WHAT NEEDS TO BE DONE>
Your output should be the lines below from the one with "<point>125,121</point>" through the one with "<point>221,347</point>", copied exactly, pictures excluded.

PROVIDED INFORMATION>

::::::::

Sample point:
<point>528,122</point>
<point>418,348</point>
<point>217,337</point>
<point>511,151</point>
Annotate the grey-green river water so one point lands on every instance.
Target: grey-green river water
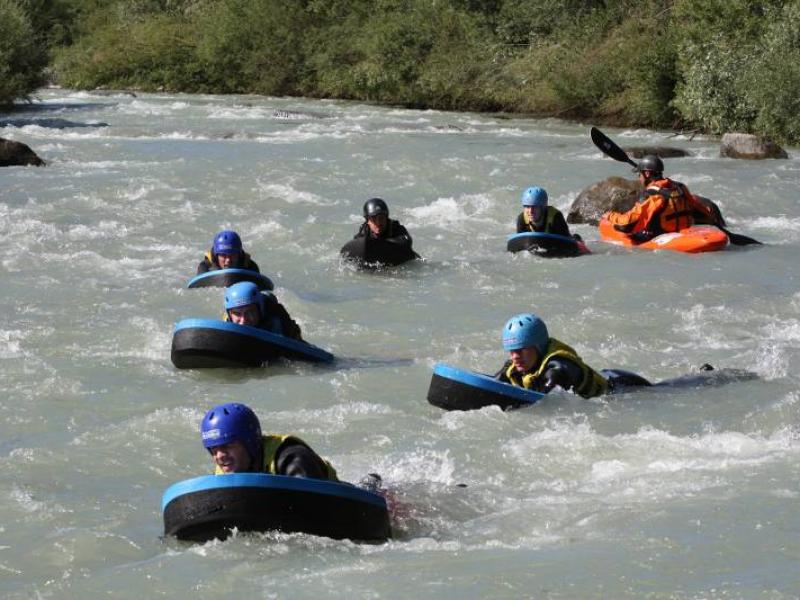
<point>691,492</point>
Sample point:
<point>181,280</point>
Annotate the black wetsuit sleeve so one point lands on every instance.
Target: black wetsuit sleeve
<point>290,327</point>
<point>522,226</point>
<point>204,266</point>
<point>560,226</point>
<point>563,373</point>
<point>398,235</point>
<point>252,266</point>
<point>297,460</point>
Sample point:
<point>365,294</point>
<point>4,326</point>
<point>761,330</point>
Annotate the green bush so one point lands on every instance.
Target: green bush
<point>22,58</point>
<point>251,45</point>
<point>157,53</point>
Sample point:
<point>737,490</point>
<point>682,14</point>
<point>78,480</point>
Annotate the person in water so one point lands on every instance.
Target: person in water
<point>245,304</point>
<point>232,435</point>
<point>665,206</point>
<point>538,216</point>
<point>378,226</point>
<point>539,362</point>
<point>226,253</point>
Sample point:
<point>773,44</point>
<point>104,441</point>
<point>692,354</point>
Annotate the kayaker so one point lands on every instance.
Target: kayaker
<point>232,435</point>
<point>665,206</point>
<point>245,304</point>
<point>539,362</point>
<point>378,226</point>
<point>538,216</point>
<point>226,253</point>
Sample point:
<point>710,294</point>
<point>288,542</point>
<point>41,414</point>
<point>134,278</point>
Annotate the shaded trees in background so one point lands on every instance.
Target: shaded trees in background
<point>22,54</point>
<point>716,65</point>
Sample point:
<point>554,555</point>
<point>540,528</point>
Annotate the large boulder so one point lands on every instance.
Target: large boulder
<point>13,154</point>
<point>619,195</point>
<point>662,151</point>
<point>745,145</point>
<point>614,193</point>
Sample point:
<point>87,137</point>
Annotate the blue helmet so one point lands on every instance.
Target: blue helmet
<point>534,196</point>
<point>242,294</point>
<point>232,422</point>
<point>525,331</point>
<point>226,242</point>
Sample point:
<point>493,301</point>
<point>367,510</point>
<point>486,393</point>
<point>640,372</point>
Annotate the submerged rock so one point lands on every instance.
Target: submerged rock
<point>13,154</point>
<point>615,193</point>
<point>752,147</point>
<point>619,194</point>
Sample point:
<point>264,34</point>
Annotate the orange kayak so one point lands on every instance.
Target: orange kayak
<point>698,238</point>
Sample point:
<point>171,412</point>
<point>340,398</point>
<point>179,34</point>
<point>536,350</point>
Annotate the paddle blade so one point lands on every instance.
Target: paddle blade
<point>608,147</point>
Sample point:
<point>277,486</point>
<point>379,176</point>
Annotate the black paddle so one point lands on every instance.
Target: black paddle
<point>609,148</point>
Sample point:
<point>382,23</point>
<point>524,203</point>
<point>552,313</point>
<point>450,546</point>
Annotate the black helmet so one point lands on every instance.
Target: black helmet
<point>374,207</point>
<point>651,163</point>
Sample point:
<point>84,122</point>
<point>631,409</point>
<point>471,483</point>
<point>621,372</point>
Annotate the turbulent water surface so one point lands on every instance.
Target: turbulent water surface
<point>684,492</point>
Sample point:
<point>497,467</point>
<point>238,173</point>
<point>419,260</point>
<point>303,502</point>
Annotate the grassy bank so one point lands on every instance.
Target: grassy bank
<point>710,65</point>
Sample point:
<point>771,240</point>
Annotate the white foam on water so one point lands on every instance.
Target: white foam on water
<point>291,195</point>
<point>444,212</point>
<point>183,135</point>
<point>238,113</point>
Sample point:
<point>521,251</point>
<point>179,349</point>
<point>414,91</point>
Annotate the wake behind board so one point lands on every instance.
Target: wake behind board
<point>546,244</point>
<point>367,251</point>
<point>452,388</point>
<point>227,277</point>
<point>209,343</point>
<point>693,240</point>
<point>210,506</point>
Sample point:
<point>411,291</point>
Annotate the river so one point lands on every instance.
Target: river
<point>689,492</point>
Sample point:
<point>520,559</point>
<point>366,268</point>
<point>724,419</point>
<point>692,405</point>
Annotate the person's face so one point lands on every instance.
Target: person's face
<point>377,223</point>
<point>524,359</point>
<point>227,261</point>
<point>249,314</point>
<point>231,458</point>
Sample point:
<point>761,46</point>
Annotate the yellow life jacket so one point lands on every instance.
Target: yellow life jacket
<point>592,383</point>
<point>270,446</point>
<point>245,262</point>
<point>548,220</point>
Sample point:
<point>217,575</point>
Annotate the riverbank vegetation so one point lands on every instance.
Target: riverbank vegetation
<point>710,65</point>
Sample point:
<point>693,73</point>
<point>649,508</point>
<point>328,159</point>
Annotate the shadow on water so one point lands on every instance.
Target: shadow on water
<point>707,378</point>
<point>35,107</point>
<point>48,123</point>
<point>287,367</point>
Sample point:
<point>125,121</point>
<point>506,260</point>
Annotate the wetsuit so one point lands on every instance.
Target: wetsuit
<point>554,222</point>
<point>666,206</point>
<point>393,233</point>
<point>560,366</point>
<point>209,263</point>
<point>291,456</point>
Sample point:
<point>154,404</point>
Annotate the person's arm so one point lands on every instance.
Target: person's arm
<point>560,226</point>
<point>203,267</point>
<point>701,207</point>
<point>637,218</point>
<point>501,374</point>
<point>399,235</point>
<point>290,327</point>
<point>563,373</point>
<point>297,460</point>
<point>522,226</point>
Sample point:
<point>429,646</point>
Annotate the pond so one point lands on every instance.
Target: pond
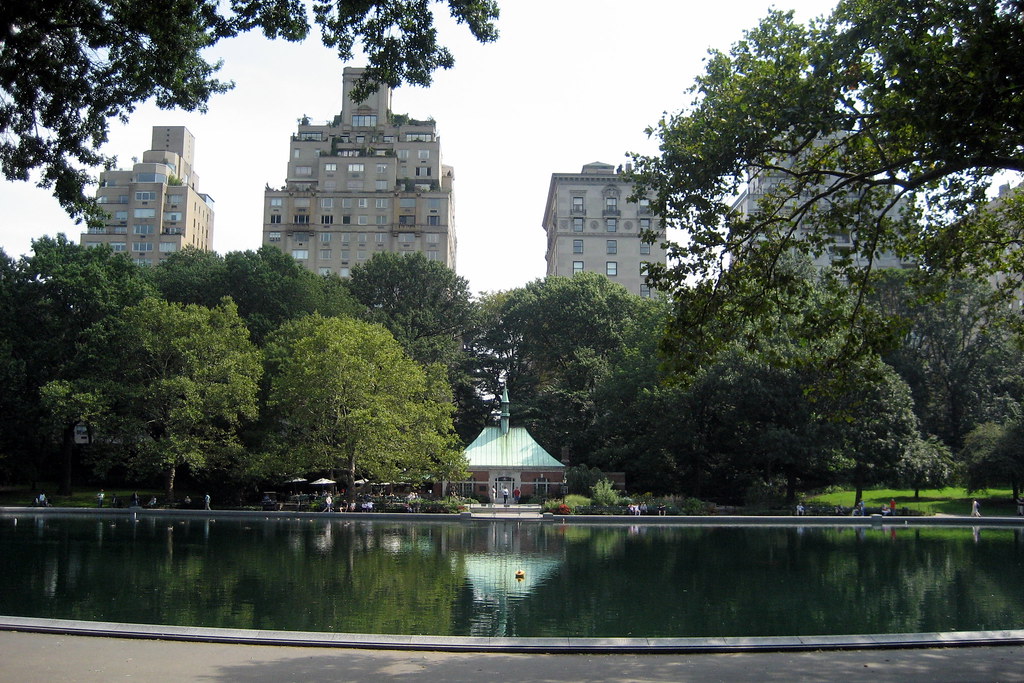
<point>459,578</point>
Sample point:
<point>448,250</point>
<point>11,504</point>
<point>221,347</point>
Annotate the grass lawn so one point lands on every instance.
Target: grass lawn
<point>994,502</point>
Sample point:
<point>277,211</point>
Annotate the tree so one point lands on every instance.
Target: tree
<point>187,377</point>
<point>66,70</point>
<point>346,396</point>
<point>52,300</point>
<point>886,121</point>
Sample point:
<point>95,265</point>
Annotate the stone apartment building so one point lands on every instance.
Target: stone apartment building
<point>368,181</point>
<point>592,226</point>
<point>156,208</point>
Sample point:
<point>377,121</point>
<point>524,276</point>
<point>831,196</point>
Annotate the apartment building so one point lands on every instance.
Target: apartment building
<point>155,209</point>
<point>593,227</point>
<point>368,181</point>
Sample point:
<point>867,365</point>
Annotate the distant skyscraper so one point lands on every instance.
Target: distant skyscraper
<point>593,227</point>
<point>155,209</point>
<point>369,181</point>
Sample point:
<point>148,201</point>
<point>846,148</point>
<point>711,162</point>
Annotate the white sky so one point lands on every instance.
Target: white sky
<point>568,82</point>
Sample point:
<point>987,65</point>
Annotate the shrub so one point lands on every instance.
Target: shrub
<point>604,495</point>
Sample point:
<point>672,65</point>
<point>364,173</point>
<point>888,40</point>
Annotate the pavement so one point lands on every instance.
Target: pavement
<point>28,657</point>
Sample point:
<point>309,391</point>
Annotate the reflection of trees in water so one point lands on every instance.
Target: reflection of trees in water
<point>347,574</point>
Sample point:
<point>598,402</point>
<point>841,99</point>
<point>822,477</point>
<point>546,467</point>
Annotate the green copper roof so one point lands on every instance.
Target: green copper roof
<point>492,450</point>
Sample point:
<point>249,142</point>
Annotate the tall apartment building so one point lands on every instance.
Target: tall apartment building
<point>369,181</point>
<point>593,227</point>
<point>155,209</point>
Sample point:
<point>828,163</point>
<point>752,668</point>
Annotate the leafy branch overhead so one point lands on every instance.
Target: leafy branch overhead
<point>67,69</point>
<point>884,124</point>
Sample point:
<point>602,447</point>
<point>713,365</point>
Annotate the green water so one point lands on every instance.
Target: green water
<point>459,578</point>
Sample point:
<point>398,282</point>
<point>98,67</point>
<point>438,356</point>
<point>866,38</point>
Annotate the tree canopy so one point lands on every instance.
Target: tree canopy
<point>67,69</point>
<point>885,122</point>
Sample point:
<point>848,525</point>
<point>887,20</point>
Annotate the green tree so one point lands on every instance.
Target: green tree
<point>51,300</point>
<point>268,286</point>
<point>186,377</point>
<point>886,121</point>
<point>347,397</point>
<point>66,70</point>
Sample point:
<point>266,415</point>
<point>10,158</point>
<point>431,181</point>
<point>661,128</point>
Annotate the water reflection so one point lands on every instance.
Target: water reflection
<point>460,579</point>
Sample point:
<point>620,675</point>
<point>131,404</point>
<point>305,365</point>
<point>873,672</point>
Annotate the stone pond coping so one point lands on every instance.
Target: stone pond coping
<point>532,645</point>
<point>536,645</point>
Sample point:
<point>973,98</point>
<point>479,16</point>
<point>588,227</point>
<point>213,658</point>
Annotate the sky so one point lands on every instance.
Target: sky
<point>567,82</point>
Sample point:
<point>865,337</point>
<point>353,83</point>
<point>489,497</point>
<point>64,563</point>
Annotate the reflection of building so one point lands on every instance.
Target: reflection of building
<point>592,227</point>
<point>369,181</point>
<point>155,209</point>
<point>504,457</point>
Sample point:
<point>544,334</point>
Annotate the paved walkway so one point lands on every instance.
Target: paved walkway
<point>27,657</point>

::::::::

PROBLEM SOLUTION>
<point>125,121</point>
<point>506,260</point>
Annotate the wetsuit so one point lands on every instance.
Target: wetsuit
<point>554,222</point>
<point>666,206</point>
<point>393,233</point>
<point>560,366</point>
<point>209,263</point>
<point>291,456</point>
Sample point:
<point>154,404</point>
Annotate the person's arm so one point lands on every instance.
Target: person's arm
<point>560,226</point>
<point>203,267</point>
<point>701,207</point>
<point>637,218</point>
<point>501,374</point>
<point>399,235</point>
<point>290,327</point>
<point>563,373</point>
<point>297,460</point>
<point>522,226</point>
Sample point:
<point>429,646</point>
Annotate the pond so one point lands on every instance.
Target: pond
<point>459,578</point>
Sample point:
<point>448,250</point>
<point>11,504</point>
<point>221,347</point>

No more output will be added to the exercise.